* _PROBLEM_
Print the entries exactly as given.
Segment Open
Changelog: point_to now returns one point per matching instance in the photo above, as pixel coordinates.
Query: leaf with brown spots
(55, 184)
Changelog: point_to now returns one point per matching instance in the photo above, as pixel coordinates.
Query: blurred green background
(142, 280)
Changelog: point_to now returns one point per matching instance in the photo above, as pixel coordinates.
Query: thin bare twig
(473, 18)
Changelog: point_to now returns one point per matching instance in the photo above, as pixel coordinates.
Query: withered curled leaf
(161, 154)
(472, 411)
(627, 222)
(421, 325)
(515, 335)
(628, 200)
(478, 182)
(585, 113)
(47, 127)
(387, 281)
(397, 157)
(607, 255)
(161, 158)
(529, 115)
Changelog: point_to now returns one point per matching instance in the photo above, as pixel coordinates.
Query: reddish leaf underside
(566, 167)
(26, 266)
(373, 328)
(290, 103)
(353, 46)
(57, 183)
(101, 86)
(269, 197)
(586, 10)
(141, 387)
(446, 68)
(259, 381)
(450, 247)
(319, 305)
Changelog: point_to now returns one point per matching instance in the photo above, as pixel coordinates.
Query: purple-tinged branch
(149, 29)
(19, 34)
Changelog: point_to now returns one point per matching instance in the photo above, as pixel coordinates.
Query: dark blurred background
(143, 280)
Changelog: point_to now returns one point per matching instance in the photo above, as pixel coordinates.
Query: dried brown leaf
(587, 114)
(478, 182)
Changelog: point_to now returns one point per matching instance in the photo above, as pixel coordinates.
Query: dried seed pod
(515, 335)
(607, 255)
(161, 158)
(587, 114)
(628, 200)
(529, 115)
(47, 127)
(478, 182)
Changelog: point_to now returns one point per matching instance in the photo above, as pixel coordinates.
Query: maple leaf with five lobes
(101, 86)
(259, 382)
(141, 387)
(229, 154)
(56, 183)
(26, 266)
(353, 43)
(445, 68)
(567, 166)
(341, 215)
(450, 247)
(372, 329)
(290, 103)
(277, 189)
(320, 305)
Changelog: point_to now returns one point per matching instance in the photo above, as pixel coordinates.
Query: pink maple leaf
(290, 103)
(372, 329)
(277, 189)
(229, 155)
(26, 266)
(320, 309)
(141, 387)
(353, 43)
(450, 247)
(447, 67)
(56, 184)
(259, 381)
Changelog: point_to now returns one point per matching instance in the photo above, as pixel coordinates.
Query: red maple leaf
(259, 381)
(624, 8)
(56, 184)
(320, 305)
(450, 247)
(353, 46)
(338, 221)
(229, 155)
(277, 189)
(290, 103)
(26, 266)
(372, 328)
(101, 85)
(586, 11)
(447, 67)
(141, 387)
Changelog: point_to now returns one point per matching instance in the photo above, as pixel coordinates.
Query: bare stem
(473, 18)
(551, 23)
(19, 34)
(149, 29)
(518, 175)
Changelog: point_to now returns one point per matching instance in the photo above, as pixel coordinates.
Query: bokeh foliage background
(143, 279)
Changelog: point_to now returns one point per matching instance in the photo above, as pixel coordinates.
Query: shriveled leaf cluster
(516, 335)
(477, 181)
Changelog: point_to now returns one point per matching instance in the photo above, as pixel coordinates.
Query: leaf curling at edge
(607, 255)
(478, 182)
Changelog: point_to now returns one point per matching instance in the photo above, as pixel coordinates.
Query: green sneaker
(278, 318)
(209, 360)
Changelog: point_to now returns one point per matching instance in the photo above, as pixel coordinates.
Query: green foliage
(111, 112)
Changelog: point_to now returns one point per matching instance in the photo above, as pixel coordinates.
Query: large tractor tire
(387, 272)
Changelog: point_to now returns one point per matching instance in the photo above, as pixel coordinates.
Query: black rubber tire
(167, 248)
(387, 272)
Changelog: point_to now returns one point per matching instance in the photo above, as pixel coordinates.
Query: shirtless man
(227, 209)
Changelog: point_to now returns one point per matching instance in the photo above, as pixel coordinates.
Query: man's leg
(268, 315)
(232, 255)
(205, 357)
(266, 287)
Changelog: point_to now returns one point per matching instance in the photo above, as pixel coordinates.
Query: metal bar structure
Segment Closed
* _ANSWER SECTION_
Changelog: point_to now returns one point per matching instance in the photo above, as pixel coordinates.
Query: leaf with brown spots
(55, 184)
Changelog: point_to now returns one point per matching instance in the photo above, as pixel coordinates.
Query: blurred green background
(142, 280)
Changelog: point_to now returns one point per matching instance in the photo above, as pixel coordinates.
Query: thin bare twig
(473, 18)
Changelog: point_to now returns one point per matching instance in the photo above, as pixel coordinates.
Query: withered curled leaf
(161, 154)
(472, 411)
(627, 222)
(421, 325)
(515, 335)
(628, 200)
(478, 182)
(585, 113)
(47, 127)
(387, 281)
(397, 157)
(607, 255)
(161, 158)
(529, 115)
Changelog: point_to now returns one point per matching instance in the photo above, as pixel coordinates.
Query: reddish leaf underside
(566, 167)
(26, 266)
(373, 328)
(290, 103)
(353, 46)
(57, 183)
(101, 86)
(269, 197)
(586, 10)
(141, 387)
(446, 68)
(259, 381)
(450, 247)
(319, 305)
Changelog: point_to now returns one point per matching instance in the photo above, as pixel coordinates.
Query: purple-tinged branch
(149, 29)
(19, 34)
Changelog: point_to now returns one point per matching instance in the photo above, as pixel coordinates.
Query: dark blurred background
(143, 280)
Changelog: point_to now returns one point per matching instance in the photo above, as pixel coordinates.
Query: dried brown leaf
(587, 114)
(478, 182)
Changelog: point_to now returns one point per matching instance in the photo above, as pixel coordinates.
Query: dried seed pod
(515, 335)
(607, 255)
(161, 158)
(587, 114)
(628, 200)
(529, 115)
(47, 127)
(478, 182)
Changelog: point_to now returns one point per matching instance in the photo above, as pixel coordinates.
Query: maple leaf with five lobes
(101, 86)
(259, 382)
(141, 387)
(229, 154)
(56, 183)
(26, 266)
(353, 43)
(445, 68)
(567, 166)
(341, 215)
(450, 247)
(372, 329)
(290, 103)
(277, 189)
(320, 305)
Changelog: point_to now returns one point per matching instance in the photo above, as pixel coordinates.
Query: pink maple leaf
(290, 103)
(372, 329)
(277, 189)
(229, 155)
(26, 266)
(320, 309)
(141, 387)
(353, 43)
(450, 247)
(447, 67)
(56, 184)
(259, 381)
Changelog: point_to now returns one point per matching instance in the photo above, as pixel coordinates.
Query: red maple leaf
(259, 381)
(624, 8)
(56, 184)
(320, 305)
(450, 247)
(353, 46)
(338, 221)
(229, 155)
(277, 189)
(290, 103)
(26, 266)
(372, 328)
(101, 85)
(586, 11)
(447, 67)
(141, 387)
Changelog: point_to now returns one point per matching instance in the photo above, as pixel coordinates.
Query: bare stem
(473, 18)
(551, 23)
(19, 34)
(149, 29)
(518, 175)
Changelog: point_to now returns one point per matching instance in the photo above, as pixel coordinates.
Query: bokeh foliage background
(143, 279)
Changelog: point_to now returns one point per matching instance in the photo above, as pixel coordinates.
Query: shriveled leaf cluster
(516, 335)
(477, 181)
Changelog: point_to now returns one point per matching instance in the photo above, as pixel coordinates.
Query: leaf curling at edge
(607, 255)
(478, 182)
Changelog: point_to now returns one point per matching instance in the photo above, as pixel coordinates.
Query: green sneaker
(278, 318)
(209, 360)
Changelog: point_to now returns one point per matching instance in the photo above, as pixel coordinates.
Query: green foliage
(111, 112)
Changelog: point_to now returns one point per matching instance in the photo above, as pixel coordinates.
Query: large tractor tire
(387, 272)
Changelog: point_to now returns one point per matching instance in the photo above, as pixel coordinates.
Query: black rubber tire
(167, 248)
(387, 272)
Changelog: point_to now returns one point per matching instance in the photo above, as pixel coordinates.
Query: shirtless man
(227, 209)
Changelog: point_to now returns one point per matching instance in the photo above, as pixel coordinates.
Query: man's leg
(268, 315)
(232, 255)
(205, 357)
(266, 287)
Changelog: point_to now returns one point per matching instance in the photo above, as pixel coordinates.
Query: metal bar structure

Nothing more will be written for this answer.